▶ [Tarefas do exercício]:
A - Liste todas as pessoas citadas pelo nome no texto sobre a saída de Alcides Tápias do Ministério do Desenvolvimento.
B - Dê prosseguimento ao texto sobre a saída de Alcides Tápias do Ministério do Desenvolvimento, começando logo após a última frase apresentada.

▶ [Trecho do texto]:

Depois de um ano e dez meses de canseira e uma série de embates perdidos para a equipe econômica, o ministro do Desenvolvimento, Alcides Tápias, jogou a toalha. Entregou o cargo na terça-feira 24, derrotado nas suas principais bandeiras: uma reforma tributária mais ampla e um pacote de redução de impostos para estimular as exportações. A primeira jamais saiu do papel. A segunda – a compensação do custo de tributos embutido na cadeia produtiva de bens destinados à exportação – saiu pela metade, após um ano de discussão. Anunciada há 20 dias, a desoneração das exportações ficou menor do que queria Tápias. Nos dois casos, o ministro da Fazenda, Pedro Malan, respaldado pelo secretário da Receita Federal, Everardo Maciel, deu a palavra final, sempre contrária a qualquer medida que coloque a arrecadação de impostos em risco. O substituto de Tápias, o embaixador Sérgio Amaral, é conciliador, tem grande afinidade com a área econômica e é amigo de Malan. Diplomaticamente, anunciou que o aumento das exportações é prioridade, mas sem jamais contrariar o colega da Fazenda. “Não farei nada incompatível com o equilíbrio macroeconômico, que é a condição de tudo”, declarou na quarta-feira 25, ainda em Londres, antes de embarcar para Brasília. Diz que pretende contar com “um pouquinho mais de generosidade” da equipe econômica. Com a escolha de Amaral, o recado de Fernando Henrique foi eloquente: abandona as aspirações desenvolvimentistas que alimentaram a criação do Ministério, em 1998. A tendência da pasta é tornar-se uma espécie de agência de promoção comercial.

Tápias entregou a carta de demissão no dia 7 de junho, mas o texto estava pronto há um mês. Agastado com mais uma pendenga com a equipe de Malan, desta vez em torno da redução das tarifas de importação para bens de informática e telecomunicações, o ministro trancou-se no banheiro do seu gabinete em São Paulo, no 13º andar do prédio que abriga o escritório do BNDES, e, com uma máquina de escrever portátil no colo, batucou a carta. Era uma crise crônica. Um mês antes, a Argentina havia zerado os impostos para esses produtos, aplicando um duro golpe na indústria brasileira. Tápias se exasperou ao se convencer de que, nos bastidores, enfrentava a resistência de dois colegas no seu esforço para proteger os fabricantes nacionais: Malan e Pedro Parente, ministro-chefe da Casa Civil. Tápias só não entregou imediatamente o cargo por temer que sua saída fosse associada à crise de energia, que acabava de estourar. A situação do ministro já era complicada desde o seu primeiro pedido de demissão em novembro, depois de um bate-boca com Everardo Maciel. A cada crise, sua diabete fugia do controle. Demissionário, Tápias ainda esperou mais 40 dias até que o presidente encontrasse um substituto. Antes de convidar Sérgio Amaral, FHC chegou a sondar um empresário paulista.

▶ [Dados fornecidos]:
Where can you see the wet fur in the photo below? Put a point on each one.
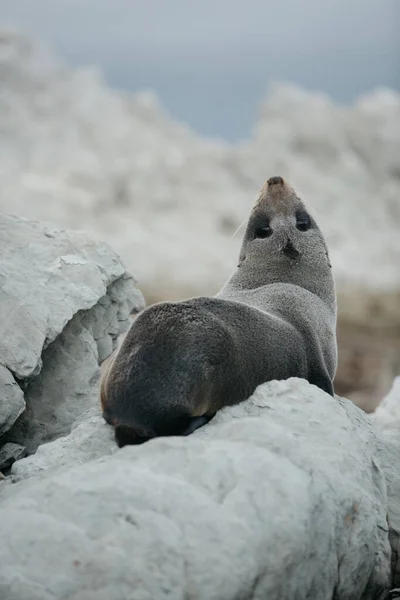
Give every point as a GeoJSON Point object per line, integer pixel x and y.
{"type": "Point", "coordinates": [275, 318]}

▶ [Respostas escritas]:
A - Alcides Tápias; Pedro Malan; Everardo Maciel; Sérgio Amaral; Fernando Henrique (FHC); Pedro Parente.

B -
O ex-porta-voz de FHC foi recebido pelo empresariado com desconfiança. O presidente da Confederação Nacional da Indústria, deputado Moreira Ferreira (PFL-SP), declarou sua preferência por Tápias. “Sérgio Amaral é mais afinado com a equipe econômica do que com o setor produtivo”, justificou. A Fiesp divulgou uma dura nota lamentando a saída do ministro. Já a CUT foi mais agressiva. “As decisões sobre a política econômica do País dependem só do Malan. Tanto faz Tápias ou Sérgio Amaral”, atacou o presidente da central, João Felício. O problema é que em um cenário de retração econômica, corte de gastos e juros altos não há espaço para incentivos à produção com benefícios fiscais. Sérgio Amaral já avisou que os exportadores terão que se contentar com o espaço aberto pela desvalorização cambial. A esperança é que, com a experiência na corte brasiliense e proximidade com FHC, o embaixador consiga tocar alguns projetos.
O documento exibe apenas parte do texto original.